WHAT TO DO: Extract, unchanged, the part of the items that opens with the line containing "Every instance of the racetracker.de" and closes with the line containing "[[695, 392], [610, 410], [275, 470]]", including both of those lines.

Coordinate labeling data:
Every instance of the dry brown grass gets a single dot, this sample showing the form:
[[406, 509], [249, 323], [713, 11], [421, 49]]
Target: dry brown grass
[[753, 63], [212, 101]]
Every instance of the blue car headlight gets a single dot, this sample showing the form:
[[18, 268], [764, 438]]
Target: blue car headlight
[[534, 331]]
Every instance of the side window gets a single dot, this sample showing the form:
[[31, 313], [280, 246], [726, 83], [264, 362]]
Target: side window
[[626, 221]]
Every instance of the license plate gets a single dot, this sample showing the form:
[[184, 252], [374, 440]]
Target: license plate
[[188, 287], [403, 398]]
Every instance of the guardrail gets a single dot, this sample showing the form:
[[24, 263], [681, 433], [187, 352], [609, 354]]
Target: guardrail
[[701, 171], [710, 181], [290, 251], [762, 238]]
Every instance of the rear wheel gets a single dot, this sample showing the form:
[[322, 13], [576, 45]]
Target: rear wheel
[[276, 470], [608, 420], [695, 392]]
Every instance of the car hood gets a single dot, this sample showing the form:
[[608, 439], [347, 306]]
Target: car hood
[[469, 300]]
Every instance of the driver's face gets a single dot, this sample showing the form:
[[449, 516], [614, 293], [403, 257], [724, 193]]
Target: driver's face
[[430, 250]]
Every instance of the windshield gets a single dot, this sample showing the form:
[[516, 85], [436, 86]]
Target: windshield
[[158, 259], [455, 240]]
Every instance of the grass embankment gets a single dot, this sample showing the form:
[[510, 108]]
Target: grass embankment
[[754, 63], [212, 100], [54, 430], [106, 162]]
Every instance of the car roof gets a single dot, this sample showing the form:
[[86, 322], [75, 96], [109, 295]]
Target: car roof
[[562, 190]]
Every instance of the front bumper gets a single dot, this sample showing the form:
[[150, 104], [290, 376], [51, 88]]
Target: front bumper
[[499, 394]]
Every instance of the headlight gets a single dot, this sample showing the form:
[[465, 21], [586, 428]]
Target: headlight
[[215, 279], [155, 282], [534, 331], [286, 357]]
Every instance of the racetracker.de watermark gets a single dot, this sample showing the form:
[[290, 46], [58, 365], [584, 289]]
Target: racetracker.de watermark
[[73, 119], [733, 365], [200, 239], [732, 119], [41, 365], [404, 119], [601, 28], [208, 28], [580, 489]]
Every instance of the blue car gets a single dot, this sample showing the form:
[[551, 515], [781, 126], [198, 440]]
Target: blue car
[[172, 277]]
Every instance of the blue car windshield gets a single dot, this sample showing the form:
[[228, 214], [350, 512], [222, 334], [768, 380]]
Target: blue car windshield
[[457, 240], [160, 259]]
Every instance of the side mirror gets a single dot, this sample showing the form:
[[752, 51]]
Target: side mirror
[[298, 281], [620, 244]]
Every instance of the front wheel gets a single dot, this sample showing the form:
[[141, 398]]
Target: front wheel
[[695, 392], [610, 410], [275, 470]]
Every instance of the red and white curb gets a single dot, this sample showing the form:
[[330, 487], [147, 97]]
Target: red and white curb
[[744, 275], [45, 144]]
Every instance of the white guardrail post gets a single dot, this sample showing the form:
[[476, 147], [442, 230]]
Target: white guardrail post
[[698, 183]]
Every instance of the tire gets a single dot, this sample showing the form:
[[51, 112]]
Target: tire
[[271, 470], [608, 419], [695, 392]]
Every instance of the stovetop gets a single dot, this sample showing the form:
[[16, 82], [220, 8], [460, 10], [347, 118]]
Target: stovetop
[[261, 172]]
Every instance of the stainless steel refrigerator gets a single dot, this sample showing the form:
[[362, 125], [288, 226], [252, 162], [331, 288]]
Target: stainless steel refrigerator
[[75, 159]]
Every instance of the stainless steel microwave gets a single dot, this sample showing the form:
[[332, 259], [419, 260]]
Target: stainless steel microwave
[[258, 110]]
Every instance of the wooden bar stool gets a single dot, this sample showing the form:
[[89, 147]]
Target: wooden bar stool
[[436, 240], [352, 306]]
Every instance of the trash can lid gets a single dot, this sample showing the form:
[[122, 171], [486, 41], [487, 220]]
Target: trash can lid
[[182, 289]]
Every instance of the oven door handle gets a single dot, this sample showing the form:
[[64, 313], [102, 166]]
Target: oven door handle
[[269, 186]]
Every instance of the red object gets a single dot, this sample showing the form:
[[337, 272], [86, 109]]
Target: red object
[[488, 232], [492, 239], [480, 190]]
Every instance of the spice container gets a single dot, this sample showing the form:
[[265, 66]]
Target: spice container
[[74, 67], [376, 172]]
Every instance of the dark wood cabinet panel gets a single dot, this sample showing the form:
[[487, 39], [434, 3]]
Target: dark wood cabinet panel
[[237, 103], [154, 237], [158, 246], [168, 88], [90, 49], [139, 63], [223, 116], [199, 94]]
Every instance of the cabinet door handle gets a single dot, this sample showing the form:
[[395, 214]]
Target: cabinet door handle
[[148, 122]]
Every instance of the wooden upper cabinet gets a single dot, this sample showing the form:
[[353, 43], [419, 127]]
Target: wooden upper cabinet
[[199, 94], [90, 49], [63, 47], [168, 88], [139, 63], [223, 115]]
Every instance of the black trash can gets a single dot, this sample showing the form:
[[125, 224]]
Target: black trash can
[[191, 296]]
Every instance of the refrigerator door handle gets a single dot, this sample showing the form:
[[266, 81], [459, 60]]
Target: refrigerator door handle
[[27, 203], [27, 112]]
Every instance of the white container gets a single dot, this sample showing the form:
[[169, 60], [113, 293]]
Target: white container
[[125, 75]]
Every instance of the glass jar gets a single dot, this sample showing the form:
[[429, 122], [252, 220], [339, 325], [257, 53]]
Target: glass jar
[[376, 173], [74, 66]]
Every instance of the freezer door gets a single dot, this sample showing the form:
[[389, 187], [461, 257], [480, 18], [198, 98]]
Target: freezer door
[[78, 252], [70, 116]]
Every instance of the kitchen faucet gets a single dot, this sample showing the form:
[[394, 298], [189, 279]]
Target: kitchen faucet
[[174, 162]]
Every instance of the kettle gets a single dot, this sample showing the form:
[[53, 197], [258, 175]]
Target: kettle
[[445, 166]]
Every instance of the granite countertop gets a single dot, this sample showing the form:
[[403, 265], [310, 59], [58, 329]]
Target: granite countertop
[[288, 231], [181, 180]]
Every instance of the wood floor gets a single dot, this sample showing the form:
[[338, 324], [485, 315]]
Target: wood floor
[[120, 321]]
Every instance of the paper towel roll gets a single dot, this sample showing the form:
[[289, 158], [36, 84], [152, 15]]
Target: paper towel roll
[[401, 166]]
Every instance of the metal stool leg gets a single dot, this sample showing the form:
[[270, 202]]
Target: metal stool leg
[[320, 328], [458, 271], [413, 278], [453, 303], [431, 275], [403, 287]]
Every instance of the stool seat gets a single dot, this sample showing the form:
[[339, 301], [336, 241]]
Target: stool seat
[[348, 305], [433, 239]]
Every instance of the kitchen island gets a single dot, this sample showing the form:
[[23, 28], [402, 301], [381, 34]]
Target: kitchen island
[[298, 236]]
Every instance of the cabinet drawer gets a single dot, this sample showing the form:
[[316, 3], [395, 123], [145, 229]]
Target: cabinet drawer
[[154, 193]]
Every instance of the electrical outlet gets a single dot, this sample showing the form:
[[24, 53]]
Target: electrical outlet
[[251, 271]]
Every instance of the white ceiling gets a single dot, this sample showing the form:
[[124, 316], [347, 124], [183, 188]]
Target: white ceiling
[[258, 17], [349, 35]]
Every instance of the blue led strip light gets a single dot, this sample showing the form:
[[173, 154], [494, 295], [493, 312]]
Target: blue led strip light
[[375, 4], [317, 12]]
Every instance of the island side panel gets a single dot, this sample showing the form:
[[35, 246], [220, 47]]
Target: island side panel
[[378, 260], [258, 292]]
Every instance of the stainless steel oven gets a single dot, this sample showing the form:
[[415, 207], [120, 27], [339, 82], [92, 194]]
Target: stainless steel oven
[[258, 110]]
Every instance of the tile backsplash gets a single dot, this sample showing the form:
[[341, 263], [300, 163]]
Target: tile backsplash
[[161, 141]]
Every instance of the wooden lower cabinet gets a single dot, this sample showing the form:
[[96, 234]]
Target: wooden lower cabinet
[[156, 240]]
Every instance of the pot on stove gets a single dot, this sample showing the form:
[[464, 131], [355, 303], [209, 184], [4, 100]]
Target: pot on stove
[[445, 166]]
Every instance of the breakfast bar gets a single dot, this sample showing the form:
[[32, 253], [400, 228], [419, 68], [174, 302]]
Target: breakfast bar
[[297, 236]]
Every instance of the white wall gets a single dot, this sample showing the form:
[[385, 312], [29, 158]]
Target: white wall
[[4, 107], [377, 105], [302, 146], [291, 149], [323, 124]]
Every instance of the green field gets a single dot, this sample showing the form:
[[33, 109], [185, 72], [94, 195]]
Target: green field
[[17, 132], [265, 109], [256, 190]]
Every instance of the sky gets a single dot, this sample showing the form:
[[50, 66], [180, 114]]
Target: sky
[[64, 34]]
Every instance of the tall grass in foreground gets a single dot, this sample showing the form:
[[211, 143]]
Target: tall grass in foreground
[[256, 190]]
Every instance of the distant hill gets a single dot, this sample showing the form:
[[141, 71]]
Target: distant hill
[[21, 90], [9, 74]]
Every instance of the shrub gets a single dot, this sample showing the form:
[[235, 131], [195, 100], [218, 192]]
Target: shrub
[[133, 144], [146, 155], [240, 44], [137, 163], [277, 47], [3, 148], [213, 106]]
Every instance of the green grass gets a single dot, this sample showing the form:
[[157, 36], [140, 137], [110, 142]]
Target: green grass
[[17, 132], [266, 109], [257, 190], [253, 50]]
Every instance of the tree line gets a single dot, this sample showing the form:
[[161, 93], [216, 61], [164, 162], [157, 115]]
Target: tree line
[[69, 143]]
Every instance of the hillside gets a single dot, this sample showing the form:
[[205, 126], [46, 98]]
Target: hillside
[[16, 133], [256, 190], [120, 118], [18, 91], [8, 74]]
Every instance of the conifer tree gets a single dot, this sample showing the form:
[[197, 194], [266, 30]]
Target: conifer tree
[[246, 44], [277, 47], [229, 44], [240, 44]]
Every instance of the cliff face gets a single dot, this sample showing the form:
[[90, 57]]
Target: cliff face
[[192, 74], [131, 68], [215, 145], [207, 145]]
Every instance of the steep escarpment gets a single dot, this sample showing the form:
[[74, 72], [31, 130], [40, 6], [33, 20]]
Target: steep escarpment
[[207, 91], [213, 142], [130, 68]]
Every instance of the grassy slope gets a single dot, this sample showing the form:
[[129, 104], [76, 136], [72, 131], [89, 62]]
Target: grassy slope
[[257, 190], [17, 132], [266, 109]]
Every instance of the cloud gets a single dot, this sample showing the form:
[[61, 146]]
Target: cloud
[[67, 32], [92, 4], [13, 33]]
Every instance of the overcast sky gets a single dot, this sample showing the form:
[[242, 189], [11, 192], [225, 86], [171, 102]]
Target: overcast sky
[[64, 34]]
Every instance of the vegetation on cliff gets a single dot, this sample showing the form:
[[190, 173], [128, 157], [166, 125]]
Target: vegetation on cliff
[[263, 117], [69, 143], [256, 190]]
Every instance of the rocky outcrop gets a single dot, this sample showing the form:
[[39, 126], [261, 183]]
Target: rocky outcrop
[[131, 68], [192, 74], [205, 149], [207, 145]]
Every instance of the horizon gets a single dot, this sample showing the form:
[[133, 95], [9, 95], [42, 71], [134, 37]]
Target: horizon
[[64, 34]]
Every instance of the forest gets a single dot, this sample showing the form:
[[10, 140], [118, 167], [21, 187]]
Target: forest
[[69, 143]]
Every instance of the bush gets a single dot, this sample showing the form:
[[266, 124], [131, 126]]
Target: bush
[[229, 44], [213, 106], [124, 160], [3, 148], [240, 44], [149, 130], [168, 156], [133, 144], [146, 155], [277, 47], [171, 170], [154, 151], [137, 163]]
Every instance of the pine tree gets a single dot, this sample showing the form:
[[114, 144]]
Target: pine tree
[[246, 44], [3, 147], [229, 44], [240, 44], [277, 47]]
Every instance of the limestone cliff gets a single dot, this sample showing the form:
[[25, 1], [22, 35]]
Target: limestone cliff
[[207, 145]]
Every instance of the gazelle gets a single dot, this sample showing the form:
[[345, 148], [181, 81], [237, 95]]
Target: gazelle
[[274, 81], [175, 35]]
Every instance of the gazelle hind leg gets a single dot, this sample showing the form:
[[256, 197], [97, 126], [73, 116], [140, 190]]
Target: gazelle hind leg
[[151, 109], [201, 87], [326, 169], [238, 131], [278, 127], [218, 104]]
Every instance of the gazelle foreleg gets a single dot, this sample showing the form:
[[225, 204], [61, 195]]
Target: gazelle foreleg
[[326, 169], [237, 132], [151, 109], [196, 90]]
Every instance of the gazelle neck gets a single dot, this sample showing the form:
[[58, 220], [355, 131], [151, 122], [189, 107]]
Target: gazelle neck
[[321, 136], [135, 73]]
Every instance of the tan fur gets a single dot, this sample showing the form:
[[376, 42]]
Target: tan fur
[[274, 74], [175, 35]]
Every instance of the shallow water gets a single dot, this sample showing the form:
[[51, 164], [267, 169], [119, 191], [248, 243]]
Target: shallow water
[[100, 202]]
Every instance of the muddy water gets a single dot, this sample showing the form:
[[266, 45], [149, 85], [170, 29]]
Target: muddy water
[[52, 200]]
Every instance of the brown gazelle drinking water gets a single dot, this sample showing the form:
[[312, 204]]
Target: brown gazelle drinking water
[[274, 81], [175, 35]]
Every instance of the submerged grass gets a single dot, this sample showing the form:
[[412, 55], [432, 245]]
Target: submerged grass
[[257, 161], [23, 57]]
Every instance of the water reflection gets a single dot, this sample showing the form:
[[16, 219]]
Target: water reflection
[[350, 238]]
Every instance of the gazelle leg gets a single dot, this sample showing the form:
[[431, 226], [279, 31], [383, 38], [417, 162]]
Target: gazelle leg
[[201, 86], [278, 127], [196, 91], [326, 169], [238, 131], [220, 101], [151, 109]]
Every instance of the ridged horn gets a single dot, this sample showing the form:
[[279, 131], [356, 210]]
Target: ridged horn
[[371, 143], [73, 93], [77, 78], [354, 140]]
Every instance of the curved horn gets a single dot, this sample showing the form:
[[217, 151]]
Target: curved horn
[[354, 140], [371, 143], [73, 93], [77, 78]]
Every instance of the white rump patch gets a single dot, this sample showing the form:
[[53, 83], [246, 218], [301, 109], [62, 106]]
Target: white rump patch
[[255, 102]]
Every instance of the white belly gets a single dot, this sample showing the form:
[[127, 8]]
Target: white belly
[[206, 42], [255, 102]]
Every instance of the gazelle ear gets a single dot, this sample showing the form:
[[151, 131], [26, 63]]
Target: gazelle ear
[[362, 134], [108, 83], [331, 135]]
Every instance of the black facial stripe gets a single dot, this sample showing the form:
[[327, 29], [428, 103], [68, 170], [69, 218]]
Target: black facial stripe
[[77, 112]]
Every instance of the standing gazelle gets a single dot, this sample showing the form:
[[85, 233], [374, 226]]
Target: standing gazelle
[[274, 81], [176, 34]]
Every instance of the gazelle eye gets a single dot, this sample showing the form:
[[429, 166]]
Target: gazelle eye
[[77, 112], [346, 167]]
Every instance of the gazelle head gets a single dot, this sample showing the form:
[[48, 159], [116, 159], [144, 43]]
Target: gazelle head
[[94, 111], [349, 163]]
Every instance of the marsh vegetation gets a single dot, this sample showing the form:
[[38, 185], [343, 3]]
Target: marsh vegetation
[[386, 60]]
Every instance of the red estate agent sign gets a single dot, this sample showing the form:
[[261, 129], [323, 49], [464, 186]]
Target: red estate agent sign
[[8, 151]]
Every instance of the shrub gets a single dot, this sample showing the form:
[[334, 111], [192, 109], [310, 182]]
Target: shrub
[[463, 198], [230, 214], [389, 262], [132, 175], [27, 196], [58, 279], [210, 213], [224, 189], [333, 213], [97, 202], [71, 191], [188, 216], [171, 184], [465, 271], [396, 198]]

OUTPUT OF THE EXERCISE:
Every instance of the racetracker.de watermark gets a single dot, this sample showing the form:
[[290, 46], [58, 365], [584, 289]]
Target: racetracker.de watermark
[[73, 119], [733, 365], [200, 239], [732, 119], [41, 365], [404, 119], [601, 28], [208, 28], [580, 489]]
Every instance of the blue car gets a single dot, this sample showing the form:
[[551, 515], [781, 126], [198, 440]]
Target: blue car
[[172, 277]]
Every instance of the blue car windshield gets a single dot, this sample showing the form:
[[228, 214], [350, 512], [222, 334], [768, 380]]
Target: blue car windshield
[[457, 240], [160, 259]]
Every instance of the side mirror gets a single dot, this sample showing the form:
[[752, 51]]
Target: side mirror
[[298, 281], [620, 244]]
Every instance of the front wheel gets a single dot, this sample showing the form:
[[141, 398]]
Target: front wheel
[[695, 392], [610, 410], [275, 470]]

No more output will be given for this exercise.